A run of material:

'''

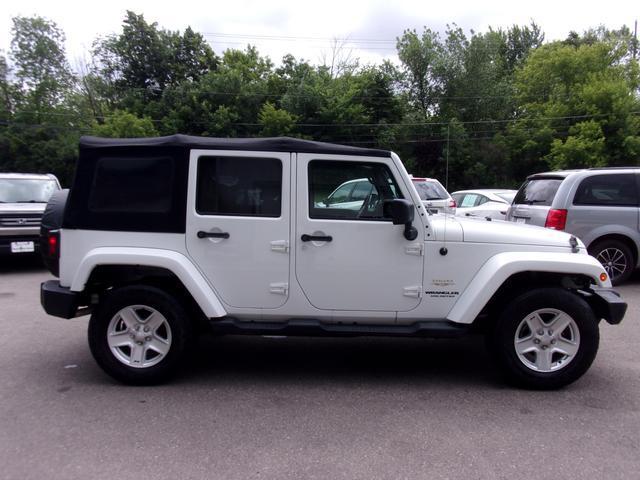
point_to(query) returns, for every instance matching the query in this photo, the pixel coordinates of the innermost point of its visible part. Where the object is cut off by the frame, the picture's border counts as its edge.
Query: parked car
(486, 203)
(23, 198)
(434, 196)
(600, 206)
(163, 238)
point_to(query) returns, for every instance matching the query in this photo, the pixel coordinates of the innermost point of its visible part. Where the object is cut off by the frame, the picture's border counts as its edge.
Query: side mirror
(401, 212)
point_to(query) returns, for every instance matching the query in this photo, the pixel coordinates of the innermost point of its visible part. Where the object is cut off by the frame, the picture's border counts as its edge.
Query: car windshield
(17, 190)
(539, 191)
(507, 196)
(430, 190)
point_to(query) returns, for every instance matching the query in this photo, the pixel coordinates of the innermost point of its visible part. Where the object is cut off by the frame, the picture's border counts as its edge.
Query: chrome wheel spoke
(159, 346)
(547, 340)
(139, 336)
(129, 317)
(137, 354)
(119, 339)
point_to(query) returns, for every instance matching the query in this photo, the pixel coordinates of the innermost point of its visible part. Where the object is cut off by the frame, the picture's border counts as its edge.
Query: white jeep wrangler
(163, 238)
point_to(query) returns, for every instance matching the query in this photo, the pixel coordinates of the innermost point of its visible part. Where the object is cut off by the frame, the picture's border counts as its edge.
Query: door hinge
(281, 246)
(414, 249)
(279, 288)
(413, 292)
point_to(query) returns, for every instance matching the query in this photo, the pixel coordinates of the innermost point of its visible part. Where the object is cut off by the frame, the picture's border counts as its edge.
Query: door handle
(316, 238)
(202, 234)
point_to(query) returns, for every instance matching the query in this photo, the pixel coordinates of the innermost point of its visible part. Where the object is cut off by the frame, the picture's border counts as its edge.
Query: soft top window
(130, 184)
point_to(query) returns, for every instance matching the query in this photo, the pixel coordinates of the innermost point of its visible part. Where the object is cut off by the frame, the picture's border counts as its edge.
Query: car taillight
(53, 244)
(556, 219)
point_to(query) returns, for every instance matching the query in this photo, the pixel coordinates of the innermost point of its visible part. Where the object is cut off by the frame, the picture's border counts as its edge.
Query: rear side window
(132, 185)
(616, 189)
(539, 191)
(239, 186)
(430, 190)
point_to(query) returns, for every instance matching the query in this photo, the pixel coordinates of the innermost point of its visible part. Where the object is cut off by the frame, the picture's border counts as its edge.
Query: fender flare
(500, 267)
(173, 261)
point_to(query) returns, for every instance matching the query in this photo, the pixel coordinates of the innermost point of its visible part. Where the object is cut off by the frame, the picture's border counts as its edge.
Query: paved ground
(306, 409)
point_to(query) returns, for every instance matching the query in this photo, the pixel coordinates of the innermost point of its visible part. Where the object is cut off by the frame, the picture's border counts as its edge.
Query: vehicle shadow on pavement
(21, 263)
(312, 361)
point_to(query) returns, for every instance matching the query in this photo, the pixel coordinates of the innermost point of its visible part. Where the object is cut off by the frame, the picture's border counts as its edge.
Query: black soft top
(275, 144)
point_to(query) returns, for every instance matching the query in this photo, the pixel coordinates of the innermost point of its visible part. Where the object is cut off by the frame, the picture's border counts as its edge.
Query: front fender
(503, 265)
(175, 262)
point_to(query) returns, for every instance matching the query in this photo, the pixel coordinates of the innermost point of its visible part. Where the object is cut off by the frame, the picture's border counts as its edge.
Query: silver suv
(23, 198)
(600, 206)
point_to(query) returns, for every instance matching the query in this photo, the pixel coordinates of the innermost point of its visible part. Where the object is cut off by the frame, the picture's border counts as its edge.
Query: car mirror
(401, 212)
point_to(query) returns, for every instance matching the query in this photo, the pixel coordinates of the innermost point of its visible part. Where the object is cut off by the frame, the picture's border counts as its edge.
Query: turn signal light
(556, 219)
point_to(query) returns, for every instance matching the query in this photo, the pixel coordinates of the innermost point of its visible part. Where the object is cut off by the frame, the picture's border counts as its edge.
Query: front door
(348, 257)
(238, 224)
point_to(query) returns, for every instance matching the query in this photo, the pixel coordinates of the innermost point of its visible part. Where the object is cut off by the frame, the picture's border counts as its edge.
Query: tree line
(488, 108)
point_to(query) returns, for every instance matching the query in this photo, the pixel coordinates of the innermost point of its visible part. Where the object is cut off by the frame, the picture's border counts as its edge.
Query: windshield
(507, 196)
(17, 190)
(538, 191)
(430, 190)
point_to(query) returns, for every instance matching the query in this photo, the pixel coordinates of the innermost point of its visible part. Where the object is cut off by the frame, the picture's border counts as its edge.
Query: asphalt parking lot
(305, 408)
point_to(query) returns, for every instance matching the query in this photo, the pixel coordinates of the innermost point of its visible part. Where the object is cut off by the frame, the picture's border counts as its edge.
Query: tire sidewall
(505, 329)
(116, 300)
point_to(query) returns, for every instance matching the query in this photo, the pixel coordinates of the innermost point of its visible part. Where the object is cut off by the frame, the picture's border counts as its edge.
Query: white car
(485, 203)
(162, 239)
(433, 195)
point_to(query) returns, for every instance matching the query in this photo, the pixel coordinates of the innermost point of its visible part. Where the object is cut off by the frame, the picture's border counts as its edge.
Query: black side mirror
(401, 212)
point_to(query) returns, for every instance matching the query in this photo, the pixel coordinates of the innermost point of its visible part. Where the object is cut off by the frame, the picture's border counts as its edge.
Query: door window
(617, 189)
(349, 190)
(239, 186)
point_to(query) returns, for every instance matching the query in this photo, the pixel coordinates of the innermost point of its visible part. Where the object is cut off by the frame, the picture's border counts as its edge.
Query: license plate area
(22, 247)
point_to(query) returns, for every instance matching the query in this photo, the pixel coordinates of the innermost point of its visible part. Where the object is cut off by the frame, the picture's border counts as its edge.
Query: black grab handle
(202, 234)
(316, 238)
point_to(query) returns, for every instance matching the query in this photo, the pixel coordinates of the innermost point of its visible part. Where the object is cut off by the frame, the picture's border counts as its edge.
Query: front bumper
(60, 301)
(608, 304)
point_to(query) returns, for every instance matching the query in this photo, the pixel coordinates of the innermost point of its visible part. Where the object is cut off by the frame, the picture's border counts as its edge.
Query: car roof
(27, 176)
(274, 144)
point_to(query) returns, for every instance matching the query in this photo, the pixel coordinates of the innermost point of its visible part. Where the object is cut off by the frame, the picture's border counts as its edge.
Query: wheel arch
(620, 237)
(503, 274)
(104, 268)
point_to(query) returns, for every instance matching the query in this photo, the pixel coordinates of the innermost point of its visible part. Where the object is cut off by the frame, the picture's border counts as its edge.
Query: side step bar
(314, 328)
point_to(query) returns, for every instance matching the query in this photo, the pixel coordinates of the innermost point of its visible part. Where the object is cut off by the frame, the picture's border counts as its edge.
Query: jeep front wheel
(546, 338)
(139, 335)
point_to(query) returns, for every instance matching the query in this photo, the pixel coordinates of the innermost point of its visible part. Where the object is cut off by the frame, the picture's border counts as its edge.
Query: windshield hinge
(414, 249)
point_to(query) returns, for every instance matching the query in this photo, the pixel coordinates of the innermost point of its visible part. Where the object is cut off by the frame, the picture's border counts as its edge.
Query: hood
(479, 230)
(22, 207)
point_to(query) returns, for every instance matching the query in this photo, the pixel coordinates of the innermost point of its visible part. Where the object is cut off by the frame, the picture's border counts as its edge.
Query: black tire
(511, 324)
(614, 255)
(114, 361)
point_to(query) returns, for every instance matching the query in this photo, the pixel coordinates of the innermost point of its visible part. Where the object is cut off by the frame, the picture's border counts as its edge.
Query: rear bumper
(6, 240)
(60, 301)
(608, 304)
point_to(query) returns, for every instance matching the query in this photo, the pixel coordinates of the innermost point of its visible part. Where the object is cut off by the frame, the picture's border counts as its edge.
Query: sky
(365, 30)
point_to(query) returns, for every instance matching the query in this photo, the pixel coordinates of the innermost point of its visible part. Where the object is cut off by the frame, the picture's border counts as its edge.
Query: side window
(469, 200)
(368, 184)
(615, 189)
(239, 186)
(132, 185)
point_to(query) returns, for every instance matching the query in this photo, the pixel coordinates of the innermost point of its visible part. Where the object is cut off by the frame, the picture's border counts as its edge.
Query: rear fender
(173, 261)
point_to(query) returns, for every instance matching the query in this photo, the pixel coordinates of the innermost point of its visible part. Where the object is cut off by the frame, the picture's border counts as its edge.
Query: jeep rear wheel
(139, 335)
(545, 339)
(615, 257)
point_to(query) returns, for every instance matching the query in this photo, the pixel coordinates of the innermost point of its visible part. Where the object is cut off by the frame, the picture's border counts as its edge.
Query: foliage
(483, 109)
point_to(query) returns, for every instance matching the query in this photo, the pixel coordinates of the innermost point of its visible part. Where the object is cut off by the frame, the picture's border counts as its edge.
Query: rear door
(354, 259)
(238, 222)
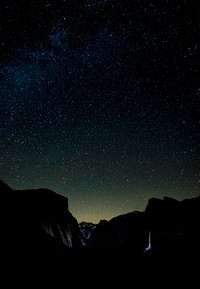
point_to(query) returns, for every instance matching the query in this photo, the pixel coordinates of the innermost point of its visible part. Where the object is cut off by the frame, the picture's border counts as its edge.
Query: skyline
(99, 101)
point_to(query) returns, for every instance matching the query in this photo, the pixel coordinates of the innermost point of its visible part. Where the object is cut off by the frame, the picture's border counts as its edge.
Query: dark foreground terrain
(43, 246)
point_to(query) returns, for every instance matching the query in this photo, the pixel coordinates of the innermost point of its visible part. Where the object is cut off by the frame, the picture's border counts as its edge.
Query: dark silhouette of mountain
(42, 241)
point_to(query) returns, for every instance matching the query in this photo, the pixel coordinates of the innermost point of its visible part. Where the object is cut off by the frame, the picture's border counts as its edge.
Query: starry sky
(100, 100)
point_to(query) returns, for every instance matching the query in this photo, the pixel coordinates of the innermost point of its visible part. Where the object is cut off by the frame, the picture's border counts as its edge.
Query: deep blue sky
(100, 100)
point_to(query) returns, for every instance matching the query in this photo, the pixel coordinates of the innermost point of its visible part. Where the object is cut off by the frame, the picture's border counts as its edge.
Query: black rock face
(42, 241)
(36, 219)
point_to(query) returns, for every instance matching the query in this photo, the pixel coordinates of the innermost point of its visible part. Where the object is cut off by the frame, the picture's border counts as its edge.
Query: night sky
(100, 100)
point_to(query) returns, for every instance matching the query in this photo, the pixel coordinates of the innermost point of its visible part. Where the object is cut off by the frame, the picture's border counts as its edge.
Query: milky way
(100, 100)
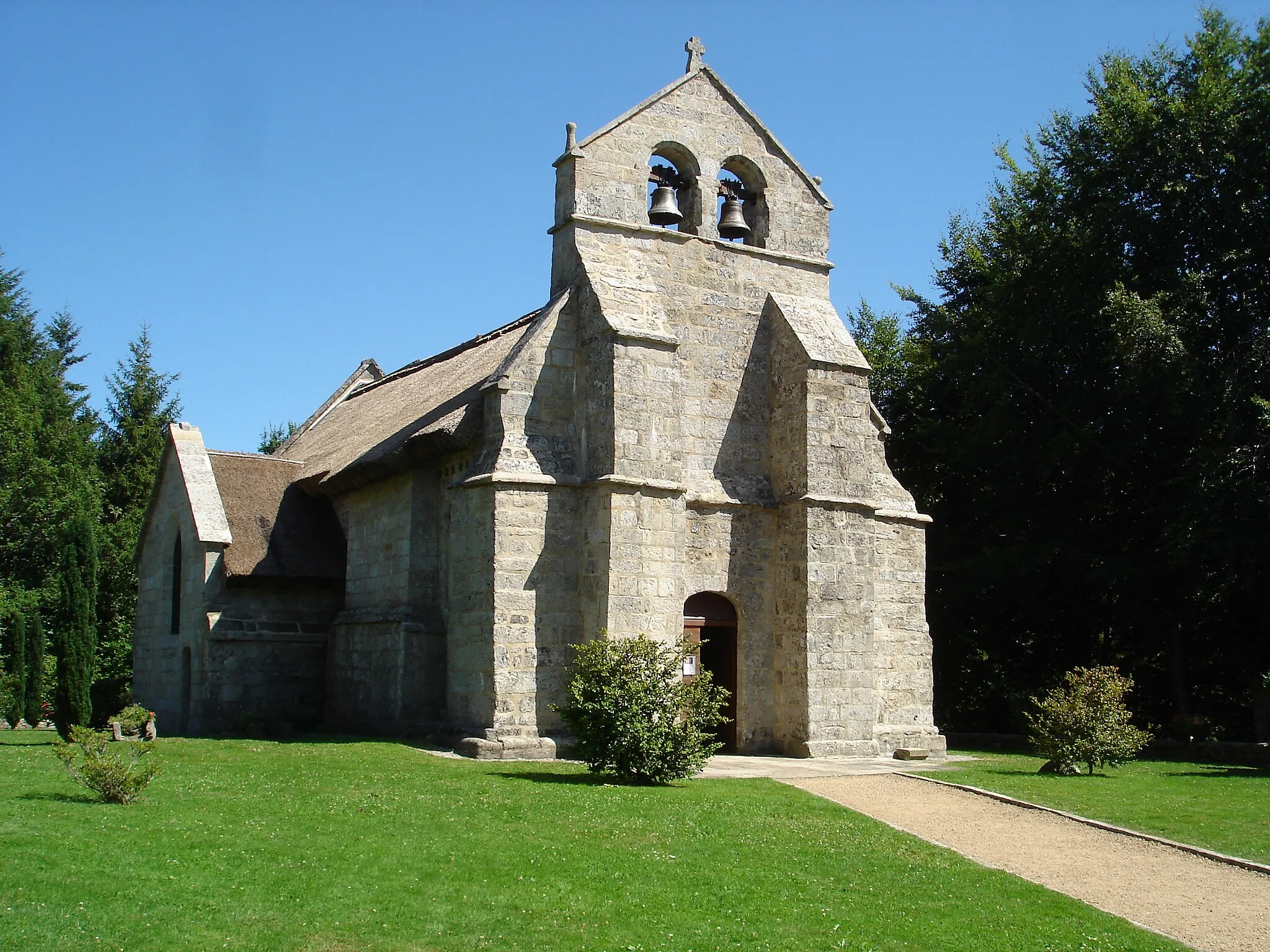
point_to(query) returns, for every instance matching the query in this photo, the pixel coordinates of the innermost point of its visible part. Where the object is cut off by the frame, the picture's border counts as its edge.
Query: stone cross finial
(695, 48)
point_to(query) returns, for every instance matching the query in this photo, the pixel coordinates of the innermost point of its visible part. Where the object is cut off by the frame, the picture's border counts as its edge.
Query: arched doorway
(711, 619)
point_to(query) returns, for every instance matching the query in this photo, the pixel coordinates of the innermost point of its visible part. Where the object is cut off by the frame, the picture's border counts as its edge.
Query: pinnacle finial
(695, 48)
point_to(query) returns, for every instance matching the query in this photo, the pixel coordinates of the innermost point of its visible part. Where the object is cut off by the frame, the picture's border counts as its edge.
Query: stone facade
(686, 415)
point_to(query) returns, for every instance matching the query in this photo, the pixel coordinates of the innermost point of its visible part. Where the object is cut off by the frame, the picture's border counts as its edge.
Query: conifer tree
(35, 692)
(17, 644)
(76, 624)
(48, 487)
(130, 448)
(1085, 413)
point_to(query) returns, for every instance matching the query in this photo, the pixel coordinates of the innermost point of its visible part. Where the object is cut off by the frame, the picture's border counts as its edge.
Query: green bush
(110, 776)
(1086, 721)
(133, 719)
(634, 715)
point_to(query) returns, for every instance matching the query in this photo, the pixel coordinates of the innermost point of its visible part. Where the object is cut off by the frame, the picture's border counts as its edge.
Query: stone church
(680, 442)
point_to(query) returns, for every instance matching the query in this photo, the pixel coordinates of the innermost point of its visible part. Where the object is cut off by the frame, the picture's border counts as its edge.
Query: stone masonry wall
(156, 651)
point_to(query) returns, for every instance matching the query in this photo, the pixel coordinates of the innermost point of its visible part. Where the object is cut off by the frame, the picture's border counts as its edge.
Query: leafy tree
(17, 669)
(276, 434)
(76, 625)
(634, 715)
(1086, 412)
(140, 404)
(1086, 721)
(884, 343)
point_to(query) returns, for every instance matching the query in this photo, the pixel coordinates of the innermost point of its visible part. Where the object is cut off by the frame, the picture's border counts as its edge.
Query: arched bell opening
(710, 621)
(673, 195)
(744, 202)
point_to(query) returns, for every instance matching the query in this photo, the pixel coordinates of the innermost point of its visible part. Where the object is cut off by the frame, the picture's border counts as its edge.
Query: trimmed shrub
(634, 715)
(133, 719)
(89, 760)
(1086, 721)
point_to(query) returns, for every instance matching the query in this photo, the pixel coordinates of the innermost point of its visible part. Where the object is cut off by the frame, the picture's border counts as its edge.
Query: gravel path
(1208, 906)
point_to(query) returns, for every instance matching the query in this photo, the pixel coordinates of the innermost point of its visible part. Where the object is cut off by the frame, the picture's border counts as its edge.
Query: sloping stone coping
(1098, 824)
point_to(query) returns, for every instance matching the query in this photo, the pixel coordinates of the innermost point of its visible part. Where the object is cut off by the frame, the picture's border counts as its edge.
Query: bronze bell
(665, 209)
(732, 220)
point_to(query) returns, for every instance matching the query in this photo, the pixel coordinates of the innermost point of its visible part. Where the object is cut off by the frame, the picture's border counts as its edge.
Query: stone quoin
(681, 439)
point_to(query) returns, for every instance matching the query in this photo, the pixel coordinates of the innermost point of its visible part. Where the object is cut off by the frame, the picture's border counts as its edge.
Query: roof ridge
(254, 456)
(446, 355)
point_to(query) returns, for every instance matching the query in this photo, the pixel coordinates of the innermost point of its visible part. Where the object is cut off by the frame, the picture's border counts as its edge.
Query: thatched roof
(278, 530)
(429, 407)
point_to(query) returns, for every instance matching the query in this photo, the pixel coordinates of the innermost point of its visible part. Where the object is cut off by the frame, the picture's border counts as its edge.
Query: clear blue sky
(280, 190)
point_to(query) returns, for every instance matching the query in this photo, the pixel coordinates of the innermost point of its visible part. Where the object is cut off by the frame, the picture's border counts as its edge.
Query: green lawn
(1226, 809)
(376, 845)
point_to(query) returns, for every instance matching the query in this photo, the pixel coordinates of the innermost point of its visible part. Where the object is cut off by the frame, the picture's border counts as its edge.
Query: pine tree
(76, 624)
(130, 448)
(35, 694)
(50, 498)
(1088, 415)
(17, 673)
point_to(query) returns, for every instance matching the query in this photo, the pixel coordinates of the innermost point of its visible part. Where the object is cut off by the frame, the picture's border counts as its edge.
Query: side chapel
(680, 441)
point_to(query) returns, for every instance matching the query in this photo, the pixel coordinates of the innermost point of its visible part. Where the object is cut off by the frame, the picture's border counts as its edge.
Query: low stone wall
(265, 677)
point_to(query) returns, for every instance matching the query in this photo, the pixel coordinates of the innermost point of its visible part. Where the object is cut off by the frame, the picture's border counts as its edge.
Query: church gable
(701, 128)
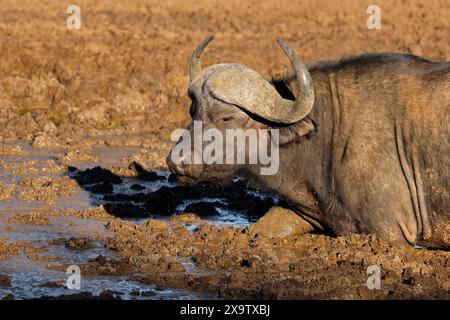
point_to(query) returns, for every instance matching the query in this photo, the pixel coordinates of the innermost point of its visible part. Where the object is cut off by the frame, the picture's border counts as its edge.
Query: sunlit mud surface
(85, 121)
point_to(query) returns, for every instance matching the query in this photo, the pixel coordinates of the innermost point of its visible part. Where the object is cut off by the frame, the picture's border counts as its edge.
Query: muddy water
(39, 269)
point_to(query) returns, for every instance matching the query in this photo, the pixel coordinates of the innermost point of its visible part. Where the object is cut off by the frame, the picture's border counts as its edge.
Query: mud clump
(239, 264)
(79, 243)
(104, 295)
(5, 281)
(46, 188)
(280, 223)
(6, 191)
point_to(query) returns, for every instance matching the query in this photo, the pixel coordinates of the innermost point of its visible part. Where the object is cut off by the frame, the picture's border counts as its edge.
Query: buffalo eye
(192, 109)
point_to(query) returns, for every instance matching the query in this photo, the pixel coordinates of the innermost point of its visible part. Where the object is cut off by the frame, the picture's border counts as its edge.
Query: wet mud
(85, 124)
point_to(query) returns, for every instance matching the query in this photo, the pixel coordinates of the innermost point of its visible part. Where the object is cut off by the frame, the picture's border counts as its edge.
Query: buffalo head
(234, 97)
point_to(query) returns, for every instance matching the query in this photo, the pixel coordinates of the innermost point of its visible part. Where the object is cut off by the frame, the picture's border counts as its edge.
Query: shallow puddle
(144, 195)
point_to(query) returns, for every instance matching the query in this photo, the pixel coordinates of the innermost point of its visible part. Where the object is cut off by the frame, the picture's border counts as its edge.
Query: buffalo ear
(296, 131)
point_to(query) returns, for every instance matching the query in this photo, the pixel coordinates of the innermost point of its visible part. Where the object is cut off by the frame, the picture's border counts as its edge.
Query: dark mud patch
(142, 193)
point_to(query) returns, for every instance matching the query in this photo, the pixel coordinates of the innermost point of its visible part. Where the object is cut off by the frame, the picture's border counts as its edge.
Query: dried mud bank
(85, 124)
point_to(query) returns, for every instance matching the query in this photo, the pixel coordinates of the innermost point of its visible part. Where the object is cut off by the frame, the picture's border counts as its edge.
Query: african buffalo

'''

Written task:
Give the number of lines in the material above that contain the string "tree", with case counting. Reply with the number only.

Complete answer:
4